▶ [TASK TO CARRY OUT]:
Your task is to output all the records below, word for word.

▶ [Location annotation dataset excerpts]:
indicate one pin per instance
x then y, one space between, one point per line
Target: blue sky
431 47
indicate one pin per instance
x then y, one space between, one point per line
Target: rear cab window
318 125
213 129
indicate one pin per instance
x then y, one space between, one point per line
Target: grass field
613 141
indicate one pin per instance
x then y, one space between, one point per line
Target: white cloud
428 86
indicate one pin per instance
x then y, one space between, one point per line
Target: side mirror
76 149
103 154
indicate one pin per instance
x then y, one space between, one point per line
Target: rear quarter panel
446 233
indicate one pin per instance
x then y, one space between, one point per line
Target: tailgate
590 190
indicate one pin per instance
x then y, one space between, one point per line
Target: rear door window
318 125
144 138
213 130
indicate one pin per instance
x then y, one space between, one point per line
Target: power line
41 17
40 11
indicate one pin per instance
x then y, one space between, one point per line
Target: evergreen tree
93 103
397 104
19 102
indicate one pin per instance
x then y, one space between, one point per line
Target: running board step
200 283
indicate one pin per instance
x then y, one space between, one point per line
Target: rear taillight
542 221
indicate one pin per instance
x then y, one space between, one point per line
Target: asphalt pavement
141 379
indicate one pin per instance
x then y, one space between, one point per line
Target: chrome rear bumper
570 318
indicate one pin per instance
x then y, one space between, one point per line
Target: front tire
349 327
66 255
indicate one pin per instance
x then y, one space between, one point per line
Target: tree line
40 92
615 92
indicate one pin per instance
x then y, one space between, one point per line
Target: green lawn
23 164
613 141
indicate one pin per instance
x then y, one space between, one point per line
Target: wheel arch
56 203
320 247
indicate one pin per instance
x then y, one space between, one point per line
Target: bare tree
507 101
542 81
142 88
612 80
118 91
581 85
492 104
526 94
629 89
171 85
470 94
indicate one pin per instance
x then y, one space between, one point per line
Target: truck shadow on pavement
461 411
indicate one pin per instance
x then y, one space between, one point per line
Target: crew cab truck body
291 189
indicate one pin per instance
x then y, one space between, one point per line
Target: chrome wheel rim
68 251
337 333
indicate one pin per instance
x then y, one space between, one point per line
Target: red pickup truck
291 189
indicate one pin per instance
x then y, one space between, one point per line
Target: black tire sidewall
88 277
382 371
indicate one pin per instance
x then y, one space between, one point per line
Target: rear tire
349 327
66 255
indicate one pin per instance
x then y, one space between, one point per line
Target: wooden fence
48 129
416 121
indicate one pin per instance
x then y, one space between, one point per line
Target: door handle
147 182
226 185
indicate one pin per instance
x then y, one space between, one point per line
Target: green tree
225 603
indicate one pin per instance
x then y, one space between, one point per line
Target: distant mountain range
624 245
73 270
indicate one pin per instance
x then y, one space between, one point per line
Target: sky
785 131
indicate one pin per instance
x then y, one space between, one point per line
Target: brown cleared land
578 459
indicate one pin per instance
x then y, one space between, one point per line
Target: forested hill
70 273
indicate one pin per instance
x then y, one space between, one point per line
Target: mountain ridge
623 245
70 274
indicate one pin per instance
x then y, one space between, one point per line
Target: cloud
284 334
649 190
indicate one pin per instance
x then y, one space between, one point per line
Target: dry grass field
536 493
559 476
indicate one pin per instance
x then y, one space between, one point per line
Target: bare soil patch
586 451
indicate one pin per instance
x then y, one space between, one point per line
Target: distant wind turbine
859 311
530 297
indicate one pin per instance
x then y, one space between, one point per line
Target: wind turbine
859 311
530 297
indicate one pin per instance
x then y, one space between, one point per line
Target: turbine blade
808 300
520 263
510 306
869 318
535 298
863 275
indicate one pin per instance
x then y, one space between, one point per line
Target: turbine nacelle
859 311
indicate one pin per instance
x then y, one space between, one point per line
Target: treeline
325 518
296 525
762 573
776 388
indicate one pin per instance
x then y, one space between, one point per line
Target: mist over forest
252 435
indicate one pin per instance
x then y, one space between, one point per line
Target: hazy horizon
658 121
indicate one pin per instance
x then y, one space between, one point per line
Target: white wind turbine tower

▶ [THE REPLY]:
indicate one pin per instance
x then y, one space between, one point per line
Target: blue sky
431 47
indicate one pin per instance
x then y, one space between, one point per line
Target: rear cab window
318 125
213 129
indicate one pin per instance
x then y, one space between, one point per line
Target: grass field
613 141
indicate one pin per instance
x then y, one space between, one point per line
Target: white cloud
428 86
indicate one pin per instance
x then y, one space between, one point per line
Target: side mirror
76 149
103 154
indicate one pin per instance
x then y, one space between, one point per line
Target: rear quarter panel
446 233
indicate one pin per instance
x then y, one space between, one point per line
Target: tailgate
590 190
indicate one pin per instance
x then y, one space between, one point per line
Target: rear door window
318 125
144 138
213 130
indicate one pin per instance
x then y, one space between, one point per line
Target: power line
41 17
40 11
indicate one pin per instance
x then y, one space between, one point per line
Target: evergreen tree
93 103
397 104
19 102
indicate one pin per instance
x then y, one space between, one point per line
Target: running board step
200 283
indicate one pin per instance
x then y, one space between, one point per line
Target: rear taillight
542 221
indicate one pin per instance
x then y, one space between, one point per line
Target: asphalt pavement
141 379
indicate one pin per instance
x then y, one space between, one point per line
Target: chrome rear bumper
570 318
indicate one pin per instance
x then y, one space between, one point per line
Target: front tire
349 327
66 255
indicate one pin per instance
x then y, one space between, one point per line
Target: tree line
40 92
615 92
indicate one pin per instance
x then y, one space between, one point per line
Target: green lawn
23 164
613 141
indicate one pin per instance
x then y, one space between, one point per line
Target: wheel arch
56 203
320 247
indicate one pin per instance
x then y, one space between, one point per line
Target: bare tree
507 101
542 81
142 88
612 80
118 91
581 85
492 104
526 94
629 89
171 85
470 94
indicate one pin per instance
x then y, one space between, one point per line
Target: truck shadow on pavement
461 411
indicate one pin per instance
x then y, one space between, one point per line
Target: crew cab truck body
291 189
indicate one pin per instance
x then y, one space between, one point per line
Target: chrome wheel rim
68 251
337 333
indicate one pin per instance
x then y, one space between, one point per line
Target: red pickup truck
291 189
indicate one pin per instance
x then y, one space between, one point per line
Target: black tire sidewall
88 277
382 371
indicate one pin per instance
x then y, one space between, one point per line
Target: rear tire
349 327
66 255
indicate one pin per instance
x then y, one space between, one point per line
Target: wooden fence
48 129
416 121
indicate one pin per instance
x then y, one space between, one point per line
Target: door handle
147 182
226 185
indicate one pin per instance
x then y, one space between, one point per line
Target: green tree
225 603
indicate one pin per instance
x then y, one space between, one point per line
Target: distant mountain range
624 245
73 270
indicate one pin per instance
x then y, one space between, one point per line
Target: sky
785 131
indicate one pin per instance
x then y, one space between, one point per line
Target: brown cleared land
578 459
indicate one pin per instance
x then y, one space between, one point per line
Target: forested hill
70 273
indicate one pin per instance
x then y, one space between, one point per line
Target: mountain ridge
623 245
70 274
indicate one pin per instance
x then y, one space between, one point per line
Target: cloud
284 334
649 190
indicate one pin per instance
x then y, one space between, one point per line
Target: dry grass field
536 493
559 476
indicate one pin per instance
x then y, one space between, one point per line
Target: bare soil patch
586 451
indicate one pin per instance
x then y, one space between, one point per line
Target: distant wind turbine
859 311
530 297
indicate one pin per instance
x then y, one space between, one point per line
Target: wind turbine
859 311
530 297
indicate one pin per instance
x then y, one space between, one point per line
Target: turbine blade
808 300
520 263
510 306
869 318
535 298
863 275
indicate one pin per instance
x then y, one space between, one point per line
Target: turbine nacelle
859 311
indicate one pin per instance
x then y, one space between, one point per line
Target: treeline
325 518
296 525
762 573
776 388
indicate one pin per instance
x then y, one space between, one point per line
Target: mist over forest
252 435
indicate one pin per instance
x then y, one space between, one point per line
Target: hazy horizon
658 121
indicate one pin per instance
x then y, one space between, one point per line
Target: white wind turbine tower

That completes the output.